> [Set task]
Pull out every line of the data below that contains the string "pipe".

──────── Excerpted records

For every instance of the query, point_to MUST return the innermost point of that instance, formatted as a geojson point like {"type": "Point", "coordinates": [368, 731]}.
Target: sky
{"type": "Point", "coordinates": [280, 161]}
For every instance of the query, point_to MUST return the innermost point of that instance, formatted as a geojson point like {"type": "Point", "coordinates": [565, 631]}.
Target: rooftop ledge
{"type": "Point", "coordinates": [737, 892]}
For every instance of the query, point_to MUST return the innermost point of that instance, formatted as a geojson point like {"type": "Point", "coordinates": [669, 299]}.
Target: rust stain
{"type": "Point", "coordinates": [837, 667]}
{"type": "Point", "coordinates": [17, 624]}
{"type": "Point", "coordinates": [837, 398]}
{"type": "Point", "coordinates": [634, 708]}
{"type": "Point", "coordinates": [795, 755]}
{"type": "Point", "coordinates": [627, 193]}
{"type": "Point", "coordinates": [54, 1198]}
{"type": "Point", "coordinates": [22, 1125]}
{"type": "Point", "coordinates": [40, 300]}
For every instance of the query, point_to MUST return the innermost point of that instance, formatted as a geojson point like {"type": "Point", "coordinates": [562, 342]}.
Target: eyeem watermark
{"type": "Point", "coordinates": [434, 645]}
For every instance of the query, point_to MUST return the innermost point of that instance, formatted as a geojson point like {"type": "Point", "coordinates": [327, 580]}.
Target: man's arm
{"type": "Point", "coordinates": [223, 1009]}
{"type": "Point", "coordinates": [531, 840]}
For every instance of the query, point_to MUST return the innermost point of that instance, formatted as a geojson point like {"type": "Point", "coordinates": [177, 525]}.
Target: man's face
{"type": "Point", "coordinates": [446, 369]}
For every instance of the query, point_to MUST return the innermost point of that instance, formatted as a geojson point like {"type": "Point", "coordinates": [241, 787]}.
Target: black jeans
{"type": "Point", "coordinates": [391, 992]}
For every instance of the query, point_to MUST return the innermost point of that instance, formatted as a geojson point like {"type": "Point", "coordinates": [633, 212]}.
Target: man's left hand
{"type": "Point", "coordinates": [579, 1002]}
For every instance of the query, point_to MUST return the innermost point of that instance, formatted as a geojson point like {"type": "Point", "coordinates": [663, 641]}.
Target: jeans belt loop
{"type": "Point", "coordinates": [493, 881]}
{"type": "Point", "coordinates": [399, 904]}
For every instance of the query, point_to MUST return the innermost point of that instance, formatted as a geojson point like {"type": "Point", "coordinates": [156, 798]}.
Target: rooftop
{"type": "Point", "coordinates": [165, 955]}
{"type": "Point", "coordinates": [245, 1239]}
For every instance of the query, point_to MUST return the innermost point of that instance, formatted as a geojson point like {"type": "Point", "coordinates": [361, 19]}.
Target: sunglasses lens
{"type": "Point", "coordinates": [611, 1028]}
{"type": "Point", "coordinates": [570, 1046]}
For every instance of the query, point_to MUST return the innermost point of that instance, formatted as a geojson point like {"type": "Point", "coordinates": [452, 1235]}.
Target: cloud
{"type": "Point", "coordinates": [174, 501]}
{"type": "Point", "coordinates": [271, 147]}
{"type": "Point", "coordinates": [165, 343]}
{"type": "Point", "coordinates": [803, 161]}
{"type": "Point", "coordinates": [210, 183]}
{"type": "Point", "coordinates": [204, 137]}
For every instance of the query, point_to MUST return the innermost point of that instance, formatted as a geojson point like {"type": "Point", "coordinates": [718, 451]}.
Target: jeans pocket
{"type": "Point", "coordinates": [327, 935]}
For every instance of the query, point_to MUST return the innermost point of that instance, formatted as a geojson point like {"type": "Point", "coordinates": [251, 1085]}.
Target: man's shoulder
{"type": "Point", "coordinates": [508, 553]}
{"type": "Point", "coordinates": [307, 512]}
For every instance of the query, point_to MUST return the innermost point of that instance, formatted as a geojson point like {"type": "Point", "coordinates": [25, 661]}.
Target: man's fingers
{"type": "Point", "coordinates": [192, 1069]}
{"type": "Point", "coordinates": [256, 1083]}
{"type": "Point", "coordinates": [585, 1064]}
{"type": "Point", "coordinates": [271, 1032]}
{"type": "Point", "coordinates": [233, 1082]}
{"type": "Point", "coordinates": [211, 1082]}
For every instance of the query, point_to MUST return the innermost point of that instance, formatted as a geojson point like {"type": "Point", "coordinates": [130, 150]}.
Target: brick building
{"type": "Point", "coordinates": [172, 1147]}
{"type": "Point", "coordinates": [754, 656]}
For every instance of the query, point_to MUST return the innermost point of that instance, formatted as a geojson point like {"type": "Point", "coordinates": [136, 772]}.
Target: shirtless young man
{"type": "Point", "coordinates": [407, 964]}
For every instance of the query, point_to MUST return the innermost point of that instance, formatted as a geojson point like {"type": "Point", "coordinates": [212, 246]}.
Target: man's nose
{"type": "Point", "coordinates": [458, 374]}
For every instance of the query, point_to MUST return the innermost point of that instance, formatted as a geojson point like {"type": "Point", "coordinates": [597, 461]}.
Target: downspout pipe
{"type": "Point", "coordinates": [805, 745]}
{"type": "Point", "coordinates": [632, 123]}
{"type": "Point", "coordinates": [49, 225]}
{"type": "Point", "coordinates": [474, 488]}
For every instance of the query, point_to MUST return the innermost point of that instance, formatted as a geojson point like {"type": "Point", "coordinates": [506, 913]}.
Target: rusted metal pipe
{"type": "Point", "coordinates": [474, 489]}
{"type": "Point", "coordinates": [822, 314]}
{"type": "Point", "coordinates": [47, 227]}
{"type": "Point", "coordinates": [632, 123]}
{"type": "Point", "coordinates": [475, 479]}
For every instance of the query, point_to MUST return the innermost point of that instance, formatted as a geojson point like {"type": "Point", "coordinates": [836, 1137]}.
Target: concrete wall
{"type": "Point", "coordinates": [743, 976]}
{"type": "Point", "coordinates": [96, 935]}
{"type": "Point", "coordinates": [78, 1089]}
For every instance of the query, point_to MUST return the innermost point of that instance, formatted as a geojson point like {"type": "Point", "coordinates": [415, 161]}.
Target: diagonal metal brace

────────────────
──────── Excerpted records

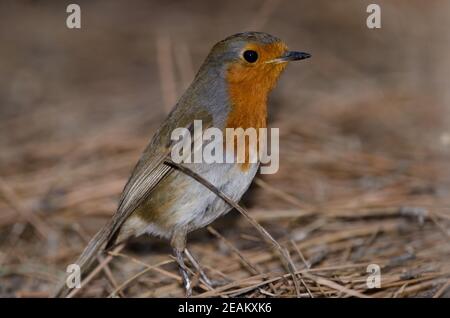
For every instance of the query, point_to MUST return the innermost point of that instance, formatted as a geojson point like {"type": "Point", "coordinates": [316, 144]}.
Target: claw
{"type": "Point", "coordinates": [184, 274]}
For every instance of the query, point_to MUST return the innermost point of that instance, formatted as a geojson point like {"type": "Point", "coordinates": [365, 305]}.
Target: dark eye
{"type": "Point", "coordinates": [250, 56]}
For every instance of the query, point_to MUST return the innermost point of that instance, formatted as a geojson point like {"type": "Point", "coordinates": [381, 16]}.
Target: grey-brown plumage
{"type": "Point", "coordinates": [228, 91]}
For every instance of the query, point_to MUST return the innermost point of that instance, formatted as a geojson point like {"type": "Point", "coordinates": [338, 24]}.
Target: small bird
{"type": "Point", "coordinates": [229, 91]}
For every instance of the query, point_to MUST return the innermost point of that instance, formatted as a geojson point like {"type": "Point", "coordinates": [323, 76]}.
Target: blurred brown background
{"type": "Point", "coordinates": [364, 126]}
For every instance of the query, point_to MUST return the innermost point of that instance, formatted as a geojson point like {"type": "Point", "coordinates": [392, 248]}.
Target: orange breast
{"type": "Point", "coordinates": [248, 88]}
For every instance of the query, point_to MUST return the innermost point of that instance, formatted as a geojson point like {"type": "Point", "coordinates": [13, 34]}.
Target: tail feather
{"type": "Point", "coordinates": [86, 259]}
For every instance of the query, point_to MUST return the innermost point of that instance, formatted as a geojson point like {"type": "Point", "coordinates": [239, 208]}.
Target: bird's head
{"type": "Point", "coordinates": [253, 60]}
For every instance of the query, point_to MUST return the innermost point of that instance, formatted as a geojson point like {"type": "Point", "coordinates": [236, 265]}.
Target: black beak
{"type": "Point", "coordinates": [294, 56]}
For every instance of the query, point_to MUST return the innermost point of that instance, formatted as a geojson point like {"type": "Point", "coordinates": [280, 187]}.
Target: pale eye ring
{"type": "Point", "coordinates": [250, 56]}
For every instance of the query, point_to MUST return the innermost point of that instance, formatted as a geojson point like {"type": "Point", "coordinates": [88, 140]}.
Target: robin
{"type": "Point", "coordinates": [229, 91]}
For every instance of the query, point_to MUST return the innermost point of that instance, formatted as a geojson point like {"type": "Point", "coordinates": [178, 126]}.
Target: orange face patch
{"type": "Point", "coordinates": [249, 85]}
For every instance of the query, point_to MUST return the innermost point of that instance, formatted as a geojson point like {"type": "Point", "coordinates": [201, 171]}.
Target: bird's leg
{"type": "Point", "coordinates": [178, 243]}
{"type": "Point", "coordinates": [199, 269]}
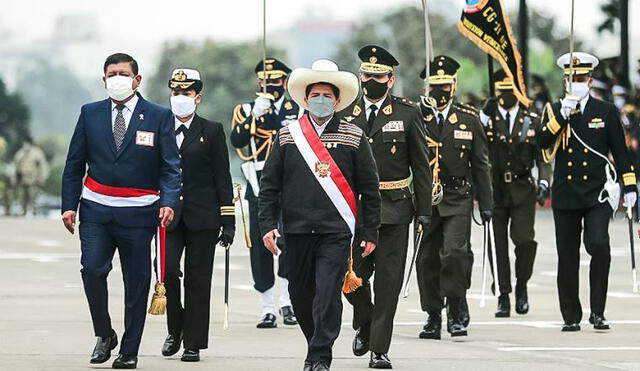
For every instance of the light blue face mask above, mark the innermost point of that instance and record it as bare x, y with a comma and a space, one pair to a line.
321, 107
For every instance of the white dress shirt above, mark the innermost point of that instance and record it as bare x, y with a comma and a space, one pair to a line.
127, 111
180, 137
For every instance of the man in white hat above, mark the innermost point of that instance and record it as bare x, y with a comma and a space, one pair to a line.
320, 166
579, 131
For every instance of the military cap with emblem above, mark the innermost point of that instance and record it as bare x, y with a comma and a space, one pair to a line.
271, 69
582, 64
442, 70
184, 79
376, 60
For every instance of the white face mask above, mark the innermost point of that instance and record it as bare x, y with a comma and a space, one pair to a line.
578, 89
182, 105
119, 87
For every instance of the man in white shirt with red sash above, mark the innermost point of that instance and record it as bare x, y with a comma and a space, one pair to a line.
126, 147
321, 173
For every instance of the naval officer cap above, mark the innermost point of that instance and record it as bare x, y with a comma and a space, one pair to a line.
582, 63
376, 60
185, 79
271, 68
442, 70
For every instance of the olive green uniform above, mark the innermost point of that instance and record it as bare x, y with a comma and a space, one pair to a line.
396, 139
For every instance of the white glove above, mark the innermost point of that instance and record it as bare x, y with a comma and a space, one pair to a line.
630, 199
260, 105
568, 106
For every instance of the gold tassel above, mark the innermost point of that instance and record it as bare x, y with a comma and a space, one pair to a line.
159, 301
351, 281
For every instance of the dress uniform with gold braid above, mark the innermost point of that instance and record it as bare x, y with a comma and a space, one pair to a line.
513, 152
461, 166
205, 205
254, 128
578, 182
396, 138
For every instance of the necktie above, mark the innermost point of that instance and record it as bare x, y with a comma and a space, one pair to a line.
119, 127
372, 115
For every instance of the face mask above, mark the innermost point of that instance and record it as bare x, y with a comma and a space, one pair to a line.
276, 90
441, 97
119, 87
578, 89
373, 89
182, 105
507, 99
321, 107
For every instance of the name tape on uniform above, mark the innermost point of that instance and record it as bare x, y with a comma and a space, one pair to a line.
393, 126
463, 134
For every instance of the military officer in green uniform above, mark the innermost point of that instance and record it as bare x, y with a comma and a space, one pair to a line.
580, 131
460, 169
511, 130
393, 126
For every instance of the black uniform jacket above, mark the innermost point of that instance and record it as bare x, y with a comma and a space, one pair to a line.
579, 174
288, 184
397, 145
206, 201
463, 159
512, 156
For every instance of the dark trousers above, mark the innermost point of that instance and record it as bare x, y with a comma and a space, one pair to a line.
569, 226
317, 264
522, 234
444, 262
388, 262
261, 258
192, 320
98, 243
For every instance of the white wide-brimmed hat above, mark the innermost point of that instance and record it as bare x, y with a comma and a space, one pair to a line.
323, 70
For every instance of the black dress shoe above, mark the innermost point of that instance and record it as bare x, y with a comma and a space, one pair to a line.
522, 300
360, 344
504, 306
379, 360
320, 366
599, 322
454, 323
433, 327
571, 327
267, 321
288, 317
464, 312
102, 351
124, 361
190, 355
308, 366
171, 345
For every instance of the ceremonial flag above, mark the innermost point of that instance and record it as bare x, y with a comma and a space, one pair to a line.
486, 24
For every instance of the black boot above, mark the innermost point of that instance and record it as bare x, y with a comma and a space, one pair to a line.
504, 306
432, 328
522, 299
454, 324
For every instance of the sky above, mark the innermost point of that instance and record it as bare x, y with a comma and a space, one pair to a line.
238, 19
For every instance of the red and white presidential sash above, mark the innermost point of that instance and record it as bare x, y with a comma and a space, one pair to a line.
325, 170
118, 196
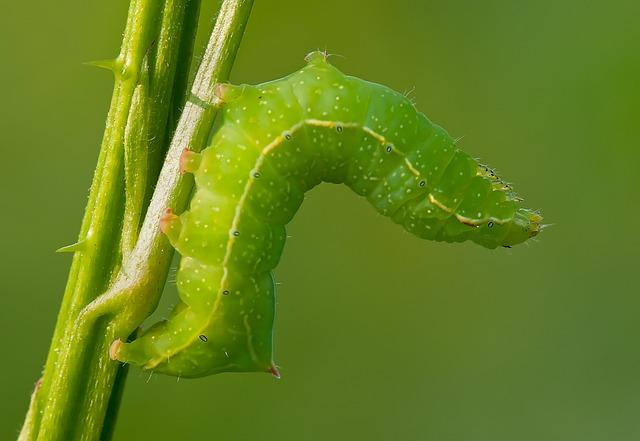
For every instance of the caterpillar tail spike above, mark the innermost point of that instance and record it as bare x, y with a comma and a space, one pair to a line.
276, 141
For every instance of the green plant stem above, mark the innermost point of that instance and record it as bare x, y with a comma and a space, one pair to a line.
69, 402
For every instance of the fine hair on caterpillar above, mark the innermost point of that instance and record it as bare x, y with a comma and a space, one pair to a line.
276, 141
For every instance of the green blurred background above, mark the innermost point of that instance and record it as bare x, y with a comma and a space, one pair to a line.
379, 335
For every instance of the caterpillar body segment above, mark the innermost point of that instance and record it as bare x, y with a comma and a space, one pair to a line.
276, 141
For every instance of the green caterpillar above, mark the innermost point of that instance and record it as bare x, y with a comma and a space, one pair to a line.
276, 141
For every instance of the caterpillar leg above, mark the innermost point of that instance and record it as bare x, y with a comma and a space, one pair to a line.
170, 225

────────────────
──────── Excerpted records

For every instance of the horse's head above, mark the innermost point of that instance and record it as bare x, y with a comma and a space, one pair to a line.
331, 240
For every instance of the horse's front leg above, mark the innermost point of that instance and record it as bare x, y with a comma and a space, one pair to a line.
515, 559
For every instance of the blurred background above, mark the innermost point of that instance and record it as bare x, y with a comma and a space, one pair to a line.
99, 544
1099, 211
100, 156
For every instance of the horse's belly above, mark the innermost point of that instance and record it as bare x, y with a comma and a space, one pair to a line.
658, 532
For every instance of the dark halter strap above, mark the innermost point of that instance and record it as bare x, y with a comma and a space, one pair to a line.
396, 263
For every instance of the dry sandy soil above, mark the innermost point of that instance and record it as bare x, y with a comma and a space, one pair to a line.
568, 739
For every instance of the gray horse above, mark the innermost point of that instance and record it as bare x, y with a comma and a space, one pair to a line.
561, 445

────────────────

> [Answer to this problem]
Target: downspout pipe
Target: rusted metal pipe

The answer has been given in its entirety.